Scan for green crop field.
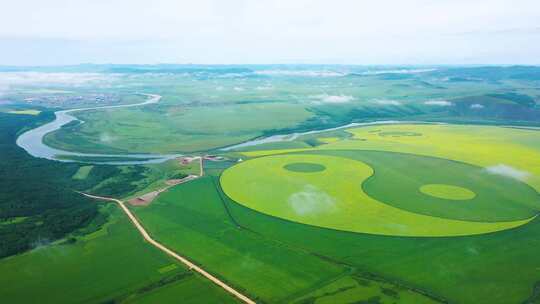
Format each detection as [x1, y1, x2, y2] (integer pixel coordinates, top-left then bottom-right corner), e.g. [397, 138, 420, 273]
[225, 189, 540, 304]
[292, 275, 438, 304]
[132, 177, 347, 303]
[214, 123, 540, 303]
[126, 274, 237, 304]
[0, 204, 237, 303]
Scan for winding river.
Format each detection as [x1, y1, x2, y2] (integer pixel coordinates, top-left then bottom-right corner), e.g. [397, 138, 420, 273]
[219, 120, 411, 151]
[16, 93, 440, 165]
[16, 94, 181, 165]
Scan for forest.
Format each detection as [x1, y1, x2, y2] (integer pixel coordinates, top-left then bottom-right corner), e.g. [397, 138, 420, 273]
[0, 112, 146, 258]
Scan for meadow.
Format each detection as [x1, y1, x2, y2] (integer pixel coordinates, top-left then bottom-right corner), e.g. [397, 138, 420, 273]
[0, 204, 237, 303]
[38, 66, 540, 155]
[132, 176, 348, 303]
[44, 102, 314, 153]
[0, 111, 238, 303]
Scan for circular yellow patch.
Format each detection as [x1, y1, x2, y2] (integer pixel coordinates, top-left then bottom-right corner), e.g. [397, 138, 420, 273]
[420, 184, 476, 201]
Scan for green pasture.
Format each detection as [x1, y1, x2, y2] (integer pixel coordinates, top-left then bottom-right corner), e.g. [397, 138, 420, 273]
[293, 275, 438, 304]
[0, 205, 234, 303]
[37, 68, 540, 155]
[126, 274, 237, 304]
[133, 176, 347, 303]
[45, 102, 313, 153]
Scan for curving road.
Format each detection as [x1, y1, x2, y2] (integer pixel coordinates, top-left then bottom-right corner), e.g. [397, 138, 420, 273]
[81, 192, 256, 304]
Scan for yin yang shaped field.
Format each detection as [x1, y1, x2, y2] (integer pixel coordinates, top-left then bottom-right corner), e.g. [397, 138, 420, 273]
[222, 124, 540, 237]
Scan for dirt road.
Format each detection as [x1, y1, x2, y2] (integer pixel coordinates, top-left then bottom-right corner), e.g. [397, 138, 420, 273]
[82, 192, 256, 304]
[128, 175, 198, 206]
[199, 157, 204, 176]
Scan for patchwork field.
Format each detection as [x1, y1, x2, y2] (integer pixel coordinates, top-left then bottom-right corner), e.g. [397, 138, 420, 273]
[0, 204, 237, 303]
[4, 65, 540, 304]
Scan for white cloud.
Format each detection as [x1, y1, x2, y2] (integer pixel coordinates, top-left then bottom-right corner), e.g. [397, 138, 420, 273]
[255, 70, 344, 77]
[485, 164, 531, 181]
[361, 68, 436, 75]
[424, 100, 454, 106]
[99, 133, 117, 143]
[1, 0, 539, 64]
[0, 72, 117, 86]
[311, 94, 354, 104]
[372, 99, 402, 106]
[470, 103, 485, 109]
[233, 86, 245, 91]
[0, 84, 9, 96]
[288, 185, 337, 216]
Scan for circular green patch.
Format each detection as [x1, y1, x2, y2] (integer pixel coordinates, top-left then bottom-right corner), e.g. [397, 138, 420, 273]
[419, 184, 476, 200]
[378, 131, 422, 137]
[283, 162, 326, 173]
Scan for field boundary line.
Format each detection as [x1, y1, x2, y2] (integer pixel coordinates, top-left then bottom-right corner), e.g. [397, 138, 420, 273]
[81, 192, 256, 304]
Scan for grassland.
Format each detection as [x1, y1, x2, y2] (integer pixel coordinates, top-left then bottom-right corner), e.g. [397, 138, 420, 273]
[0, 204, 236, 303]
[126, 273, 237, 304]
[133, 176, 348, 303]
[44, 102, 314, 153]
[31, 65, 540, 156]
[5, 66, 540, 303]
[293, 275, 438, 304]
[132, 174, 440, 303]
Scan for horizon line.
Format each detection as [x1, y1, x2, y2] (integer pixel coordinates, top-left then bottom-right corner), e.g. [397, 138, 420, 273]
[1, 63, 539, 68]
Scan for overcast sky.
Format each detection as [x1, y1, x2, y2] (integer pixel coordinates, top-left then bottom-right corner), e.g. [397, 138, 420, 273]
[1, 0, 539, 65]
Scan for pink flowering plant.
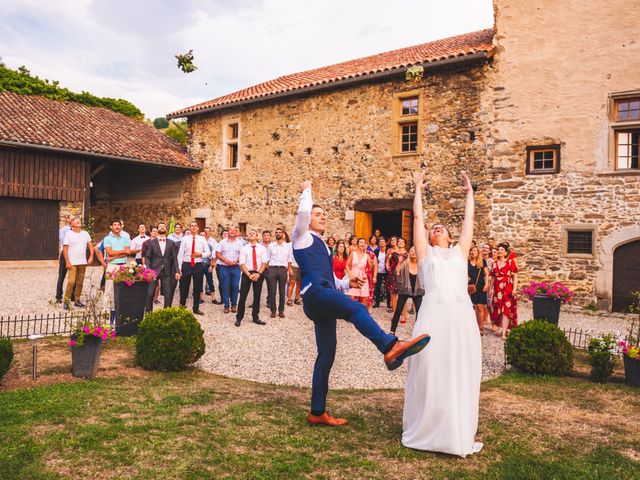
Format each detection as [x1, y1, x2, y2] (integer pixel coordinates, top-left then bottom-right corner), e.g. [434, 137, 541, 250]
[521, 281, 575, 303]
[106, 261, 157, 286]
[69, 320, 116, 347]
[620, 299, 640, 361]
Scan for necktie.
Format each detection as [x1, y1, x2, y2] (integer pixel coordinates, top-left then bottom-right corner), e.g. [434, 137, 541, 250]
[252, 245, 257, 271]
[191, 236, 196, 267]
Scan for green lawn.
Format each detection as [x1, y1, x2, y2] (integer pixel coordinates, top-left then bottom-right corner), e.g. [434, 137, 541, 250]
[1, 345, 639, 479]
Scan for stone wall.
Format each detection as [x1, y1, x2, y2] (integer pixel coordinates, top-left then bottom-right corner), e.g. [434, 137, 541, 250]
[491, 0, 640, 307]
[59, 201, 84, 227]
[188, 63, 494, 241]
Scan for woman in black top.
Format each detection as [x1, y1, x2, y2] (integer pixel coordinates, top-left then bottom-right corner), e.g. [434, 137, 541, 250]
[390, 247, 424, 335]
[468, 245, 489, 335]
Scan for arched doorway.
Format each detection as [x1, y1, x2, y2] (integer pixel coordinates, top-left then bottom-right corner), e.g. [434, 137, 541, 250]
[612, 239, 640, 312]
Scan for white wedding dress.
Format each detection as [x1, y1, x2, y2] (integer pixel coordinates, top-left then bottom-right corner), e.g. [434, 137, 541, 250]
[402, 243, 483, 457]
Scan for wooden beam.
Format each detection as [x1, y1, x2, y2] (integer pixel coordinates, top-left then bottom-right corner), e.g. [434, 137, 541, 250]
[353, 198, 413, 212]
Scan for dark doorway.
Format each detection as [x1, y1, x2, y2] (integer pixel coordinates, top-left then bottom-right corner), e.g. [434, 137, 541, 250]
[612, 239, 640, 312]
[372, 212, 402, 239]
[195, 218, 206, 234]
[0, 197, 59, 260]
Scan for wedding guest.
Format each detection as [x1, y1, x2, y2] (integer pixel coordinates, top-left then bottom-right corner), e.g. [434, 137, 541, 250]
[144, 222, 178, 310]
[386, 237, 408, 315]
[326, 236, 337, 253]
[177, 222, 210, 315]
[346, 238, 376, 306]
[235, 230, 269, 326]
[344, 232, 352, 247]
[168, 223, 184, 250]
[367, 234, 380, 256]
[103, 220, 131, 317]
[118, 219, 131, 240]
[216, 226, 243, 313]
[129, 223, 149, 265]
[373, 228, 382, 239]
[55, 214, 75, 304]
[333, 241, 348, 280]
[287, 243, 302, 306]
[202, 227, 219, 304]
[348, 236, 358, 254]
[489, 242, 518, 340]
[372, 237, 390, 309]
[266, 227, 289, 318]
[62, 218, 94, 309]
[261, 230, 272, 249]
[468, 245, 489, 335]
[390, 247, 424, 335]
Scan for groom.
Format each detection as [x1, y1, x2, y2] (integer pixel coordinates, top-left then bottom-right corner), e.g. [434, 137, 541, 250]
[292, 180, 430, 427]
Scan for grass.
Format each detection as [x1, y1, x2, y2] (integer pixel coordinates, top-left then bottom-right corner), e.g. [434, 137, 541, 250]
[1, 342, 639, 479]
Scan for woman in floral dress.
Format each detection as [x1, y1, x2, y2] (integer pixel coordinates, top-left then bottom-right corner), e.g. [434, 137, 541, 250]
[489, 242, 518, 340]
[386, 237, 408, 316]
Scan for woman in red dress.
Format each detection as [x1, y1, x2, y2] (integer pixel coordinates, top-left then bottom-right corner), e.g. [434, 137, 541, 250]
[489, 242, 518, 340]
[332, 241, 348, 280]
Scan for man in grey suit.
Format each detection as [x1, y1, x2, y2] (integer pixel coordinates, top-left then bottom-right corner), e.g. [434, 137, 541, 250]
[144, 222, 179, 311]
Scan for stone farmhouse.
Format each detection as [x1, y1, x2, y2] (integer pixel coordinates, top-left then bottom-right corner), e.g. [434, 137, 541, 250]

■ ■ ■ ■

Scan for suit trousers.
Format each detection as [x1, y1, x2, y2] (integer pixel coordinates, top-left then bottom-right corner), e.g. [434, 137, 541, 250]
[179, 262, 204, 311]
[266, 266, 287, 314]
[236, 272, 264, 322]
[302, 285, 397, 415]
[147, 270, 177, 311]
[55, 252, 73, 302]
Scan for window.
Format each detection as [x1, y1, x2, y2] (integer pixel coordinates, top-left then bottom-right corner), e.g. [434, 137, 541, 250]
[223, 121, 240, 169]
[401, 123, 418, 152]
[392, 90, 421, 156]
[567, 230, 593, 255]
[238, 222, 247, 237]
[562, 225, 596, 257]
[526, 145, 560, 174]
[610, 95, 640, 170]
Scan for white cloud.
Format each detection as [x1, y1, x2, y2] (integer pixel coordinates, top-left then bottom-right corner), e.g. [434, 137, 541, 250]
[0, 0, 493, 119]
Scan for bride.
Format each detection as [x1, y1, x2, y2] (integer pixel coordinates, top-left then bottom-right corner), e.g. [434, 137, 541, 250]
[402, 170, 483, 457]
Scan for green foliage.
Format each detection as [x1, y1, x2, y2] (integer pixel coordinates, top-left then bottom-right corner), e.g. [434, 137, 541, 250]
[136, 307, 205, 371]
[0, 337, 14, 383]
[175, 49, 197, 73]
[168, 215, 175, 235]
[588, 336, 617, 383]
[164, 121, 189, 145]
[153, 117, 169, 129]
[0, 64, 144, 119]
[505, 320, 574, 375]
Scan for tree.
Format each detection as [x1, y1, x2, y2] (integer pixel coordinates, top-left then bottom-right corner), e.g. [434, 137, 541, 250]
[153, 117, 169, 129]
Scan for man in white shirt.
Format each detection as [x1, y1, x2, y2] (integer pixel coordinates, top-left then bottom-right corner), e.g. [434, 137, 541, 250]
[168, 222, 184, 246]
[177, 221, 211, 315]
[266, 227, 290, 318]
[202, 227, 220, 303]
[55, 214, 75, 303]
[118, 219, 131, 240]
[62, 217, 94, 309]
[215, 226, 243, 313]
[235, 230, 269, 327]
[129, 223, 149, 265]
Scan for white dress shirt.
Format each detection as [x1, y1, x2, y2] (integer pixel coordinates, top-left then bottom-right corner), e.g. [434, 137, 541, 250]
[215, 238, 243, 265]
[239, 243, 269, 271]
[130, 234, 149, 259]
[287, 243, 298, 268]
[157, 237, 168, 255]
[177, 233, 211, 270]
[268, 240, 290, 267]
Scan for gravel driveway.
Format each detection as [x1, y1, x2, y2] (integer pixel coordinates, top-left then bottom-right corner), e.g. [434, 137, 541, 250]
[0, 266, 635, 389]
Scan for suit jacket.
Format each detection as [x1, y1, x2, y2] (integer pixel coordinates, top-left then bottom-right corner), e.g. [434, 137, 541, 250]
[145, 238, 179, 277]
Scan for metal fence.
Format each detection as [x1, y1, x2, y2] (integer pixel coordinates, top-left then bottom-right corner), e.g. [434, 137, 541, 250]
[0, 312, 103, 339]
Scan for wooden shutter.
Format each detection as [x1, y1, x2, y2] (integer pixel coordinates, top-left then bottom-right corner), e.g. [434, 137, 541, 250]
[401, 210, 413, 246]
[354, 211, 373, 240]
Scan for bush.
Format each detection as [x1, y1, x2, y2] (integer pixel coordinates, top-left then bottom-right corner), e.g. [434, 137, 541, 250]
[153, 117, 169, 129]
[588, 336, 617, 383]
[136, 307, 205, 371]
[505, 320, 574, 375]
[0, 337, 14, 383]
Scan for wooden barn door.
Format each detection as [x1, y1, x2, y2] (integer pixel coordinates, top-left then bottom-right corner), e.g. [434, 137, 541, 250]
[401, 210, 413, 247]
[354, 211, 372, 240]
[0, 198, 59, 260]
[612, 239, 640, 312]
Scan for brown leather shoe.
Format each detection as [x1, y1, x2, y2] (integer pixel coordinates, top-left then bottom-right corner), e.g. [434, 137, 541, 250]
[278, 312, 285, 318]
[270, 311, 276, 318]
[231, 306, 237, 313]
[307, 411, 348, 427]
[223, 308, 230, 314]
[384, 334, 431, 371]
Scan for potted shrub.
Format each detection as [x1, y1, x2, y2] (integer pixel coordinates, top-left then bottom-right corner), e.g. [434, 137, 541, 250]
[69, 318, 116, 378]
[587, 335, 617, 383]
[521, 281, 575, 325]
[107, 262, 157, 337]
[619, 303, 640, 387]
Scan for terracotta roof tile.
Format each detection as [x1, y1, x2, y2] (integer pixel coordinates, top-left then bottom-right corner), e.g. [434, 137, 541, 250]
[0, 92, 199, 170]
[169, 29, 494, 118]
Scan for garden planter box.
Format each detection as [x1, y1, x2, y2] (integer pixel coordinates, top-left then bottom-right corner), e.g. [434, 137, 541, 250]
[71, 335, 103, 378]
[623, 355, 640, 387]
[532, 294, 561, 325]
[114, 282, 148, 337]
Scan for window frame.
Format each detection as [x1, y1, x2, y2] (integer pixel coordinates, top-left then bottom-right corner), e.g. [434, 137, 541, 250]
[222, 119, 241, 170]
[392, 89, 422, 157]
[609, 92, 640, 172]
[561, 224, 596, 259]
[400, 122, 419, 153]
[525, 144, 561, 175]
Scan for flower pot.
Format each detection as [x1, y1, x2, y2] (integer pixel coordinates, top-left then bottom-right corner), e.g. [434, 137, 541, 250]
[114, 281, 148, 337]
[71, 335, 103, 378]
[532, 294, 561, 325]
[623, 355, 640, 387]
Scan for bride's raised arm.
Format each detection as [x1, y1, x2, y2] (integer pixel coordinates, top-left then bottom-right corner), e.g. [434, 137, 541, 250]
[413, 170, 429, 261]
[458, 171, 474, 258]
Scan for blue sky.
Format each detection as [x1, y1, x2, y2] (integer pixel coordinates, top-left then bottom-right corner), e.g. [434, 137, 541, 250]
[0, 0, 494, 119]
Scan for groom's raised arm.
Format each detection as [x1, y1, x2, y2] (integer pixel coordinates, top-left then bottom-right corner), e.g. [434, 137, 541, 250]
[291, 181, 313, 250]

■ ■ ■ ■

A single figure, please: the number of lines in the data that hold the string "circular".

2